Task description
Give every line below again, exactly.

Source material START

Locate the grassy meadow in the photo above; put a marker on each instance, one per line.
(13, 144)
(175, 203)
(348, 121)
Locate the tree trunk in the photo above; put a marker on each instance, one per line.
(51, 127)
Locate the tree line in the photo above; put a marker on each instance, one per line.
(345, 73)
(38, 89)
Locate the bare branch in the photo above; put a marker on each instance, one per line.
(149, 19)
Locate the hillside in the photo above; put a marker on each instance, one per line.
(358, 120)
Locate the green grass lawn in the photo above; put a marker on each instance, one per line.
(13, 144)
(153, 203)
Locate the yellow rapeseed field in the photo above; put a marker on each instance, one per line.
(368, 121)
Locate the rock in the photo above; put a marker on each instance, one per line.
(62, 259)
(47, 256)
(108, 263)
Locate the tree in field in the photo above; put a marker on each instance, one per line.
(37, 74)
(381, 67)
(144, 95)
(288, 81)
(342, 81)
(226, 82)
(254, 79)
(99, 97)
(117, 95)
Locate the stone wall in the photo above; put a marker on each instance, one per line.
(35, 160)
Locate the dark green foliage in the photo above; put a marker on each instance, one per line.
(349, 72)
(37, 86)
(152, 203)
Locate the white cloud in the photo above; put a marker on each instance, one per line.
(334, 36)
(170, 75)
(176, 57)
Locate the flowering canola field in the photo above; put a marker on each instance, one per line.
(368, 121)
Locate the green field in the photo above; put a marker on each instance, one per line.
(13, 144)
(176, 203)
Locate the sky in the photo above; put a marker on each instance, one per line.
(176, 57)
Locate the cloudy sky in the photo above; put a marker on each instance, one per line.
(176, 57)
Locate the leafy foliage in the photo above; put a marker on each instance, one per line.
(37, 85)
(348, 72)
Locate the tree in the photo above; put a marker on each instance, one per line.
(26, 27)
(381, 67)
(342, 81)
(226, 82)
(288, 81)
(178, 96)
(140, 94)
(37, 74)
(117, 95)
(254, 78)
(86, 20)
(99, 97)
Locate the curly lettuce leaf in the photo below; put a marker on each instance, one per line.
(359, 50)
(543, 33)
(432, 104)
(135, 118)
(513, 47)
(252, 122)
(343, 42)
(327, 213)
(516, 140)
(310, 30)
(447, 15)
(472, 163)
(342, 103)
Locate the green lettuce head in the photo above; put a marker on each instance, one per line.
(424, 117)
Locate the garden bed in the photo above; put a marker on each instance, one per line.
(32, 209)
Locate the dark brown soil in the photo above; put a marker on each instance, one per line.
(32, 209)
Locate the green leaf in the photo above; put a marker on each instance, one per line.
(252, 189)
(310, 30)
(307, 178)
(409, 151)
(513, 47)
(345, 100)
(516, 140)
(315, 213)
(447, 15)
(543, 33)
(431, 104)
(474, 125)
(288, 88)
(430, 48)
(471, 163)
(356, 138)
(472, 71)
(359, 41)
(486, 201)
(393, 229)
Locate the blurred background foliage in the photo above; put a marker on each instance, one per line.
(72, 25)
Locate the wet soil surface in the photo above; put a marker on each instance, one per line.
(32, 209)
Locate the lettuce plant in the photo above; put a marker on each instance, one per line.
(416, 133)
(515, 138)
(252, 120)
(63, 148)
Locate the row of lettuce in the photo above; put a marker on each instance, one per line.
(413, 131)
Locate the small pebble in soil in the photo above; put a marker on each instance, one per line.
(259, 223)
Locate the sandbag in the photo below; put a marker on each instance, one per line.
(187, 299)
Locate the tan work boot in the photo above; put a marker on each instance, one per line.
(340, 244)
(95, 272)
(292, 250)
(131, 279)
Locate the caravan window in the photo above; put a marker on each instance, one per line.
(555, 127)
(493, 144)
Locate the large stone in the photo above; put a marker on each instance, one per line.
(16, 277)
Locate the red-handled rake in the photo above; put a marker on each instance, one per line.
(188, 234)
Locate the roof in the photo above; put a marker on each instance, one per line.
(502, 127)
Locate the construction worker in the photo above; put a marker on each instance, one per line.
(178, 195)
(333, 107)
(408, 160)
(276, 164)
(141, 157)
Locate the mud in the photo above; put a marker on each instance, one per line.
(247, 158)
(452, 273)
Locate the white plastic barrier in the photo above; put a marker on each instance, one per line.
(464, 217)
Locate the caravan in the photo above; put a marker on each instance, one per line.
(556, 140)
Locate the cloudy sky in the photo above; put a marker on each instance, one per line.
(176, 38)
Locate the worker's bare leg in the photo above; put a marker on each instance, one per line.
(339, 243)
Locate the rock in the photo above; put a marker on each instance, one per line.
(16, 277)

Source material END

Your response
Locate the grassy meadow in the photo above; put a marker on each instance, one per line.
(13, 144)
(175, 203)
(348, 121)
Locate the tree trunk in the photo above; put a marker on each instance, one per line.
(51, 127)
Locate the tree line in the photo above; put a marker on each instance, one per line.
(345, 73)
(38, 89)
Locate the bare branch in the photo above; put a marker on each instance, one per line.
(149, 19)
Locate the hillside in the photo above; put a marker on each instance, one per line.
(358, 120)
Locate the green grass lawn in the photo above; put a marker on each instance, one per line.
(13, 144)
(153, 203)
Locate the yellow rapeseed field in the photo above; put a marker on each instance, one per line.
(368, 121)
Locate the rock in the photo above; put a marker on each instance, one per line.
(62, 259)
(47, 256)
(108, 263)
Locate the tree in field in the photo above; put a marker on each instance, one per line.
(37, 74)
(381, 67)
(144, 95)
(288, 81)
(342, 81)
(226, 82)
(254, 79)
(99, 97)
(117, 95)
Locate the stone wall in the photo above; put a marker on each instance, one per line.
(35, 160)
Locate the dark green foliage in the photo above; put a marker on each instance, one per line.
(349, 72)
(37, 86)
(152, 203)
Locate the white cloud in the photo above; put a marker on each instance, one per line.
(334, 36)
(170, 75)
(176, 57)
Locate the flowering canola field in the photo above; put a marker on each instance, one per line.
(368, 121)
Locate the green field in the photo above; put a marker on each instance, one per line.
(13, 144)
(176, 203)
Locate the sky in the photo above; put a marker on each instance, one per line.
(176, 57)
Locate the cloudy sky in the photo above; put a marker on each instance, one per line.
(176, 57)
Locate the leafy foliage in the photo above; put a marker on each instance, one per line.
(37, 85)
(348, 72)
Locate the tree in the photo above; put a marker on each instance, one per line.
(26, 27)
(381, 67)
(342, 81)
(226, 82)
(288, 81)
(178, 96)
(140, 94)
(37, 74)
(117, 95)
(254, 78)
(86, 20)
(99, 97)
Locate the curly lettuce leaf in the photo below; put a marker on each instance, one per line.
(359, 50)
(543, 33)
(432, 104)
(135, 118)
(513, 47)
(252, 122)
(343, 42)
(327, 213)
(516, 140)
(310, 30)
(447, 15)
(472, 163)
(342, 103)
Locate the green lettuce head in the photo above; put a marker on each instance, one per line.
(424, 117)
Locate the garden bed in the photo above; put a marker on each instance, one per line.
(32, 209)
Locate the dark brown soil in the photo above; put a marker on each instance, one per line.
(32, 209)
Locate the green leaf in the photo above; put a marker on each instance, one per line.
(252, 189)
(310, 30)
(307, 178)
(409, 151)
(513, 47)
(345, 100)
(516, 140)
(315, 213)
(447, 15)
(543, 33)
(431, 104)
(474, 125)
(288, 88)
(430, 48)
(471, 163)
(356, 138)
(472, 71)
(359, 41)
(486, 201)
(393, 229)
Locate the blurred background foliage in the photo above; put a marker on each instance, one per line.
(72, 25)
Locate the wet soil surface in the photo above; put a marker on each instance, one per line.
(32, 209)
Locate the lettuce plant in the photo above; put a marker on each instance, one per line.
(416, 133)
(515, 138)
(252, 120)
(63, 148)
Locate the row of lettuce in the photo above; put a marker on each instance, one per line.
(413, 131)
Locate the small pebble in soil in the photo above; put a marker on each instance, one per line.
(259, 223)
Locate the sandbag in the photo below; put a marker on each instance, one per line.
(187, 299)
Locate the tan work boot in the photo above; put a marker on each instance, one per line.
(340, 244)
(95, 272)
(292, 250)
(131, 279)
Locate the caravan window in the photo above; put a marker on each instance, one per line.
(555, 127)
(493, 144)
Locate the large stone in the photo above; put a marker on each instance, one per line.
(16, 277)
Locate the red-handled rake in the photo above; put a marker on each instance, one per line.
(188, 234)
Locate the roof in the photo above; put a marker on each instance, one per line.
(502, 127)
Locate the construction worker in the photo above; put a marker on each instance, one per line.
(178, 195)
(333, 107)
(408, 160)
(276, 164)
(141, 157)
Locate the mud in the photo above; put a marker on each instance, one per line.
(247, 158)
(452, 273)
Locate the white plastic barrier in the photo above; put a marker on each instance, one per line.
(464, 217)
Locate the caravan in the photo above; put a marker on each instance, one per line.
(556, 140)
Locate the cloudy sky in the photo above; put a marker on each instance, one per line.
(176, 38)
Locate the worker's bare leg in the photo above; put a marker on each instance, one per line.
(339, 243)
Locate the rock in the photo above; put a marker on each instance, one per line.
(16, 277)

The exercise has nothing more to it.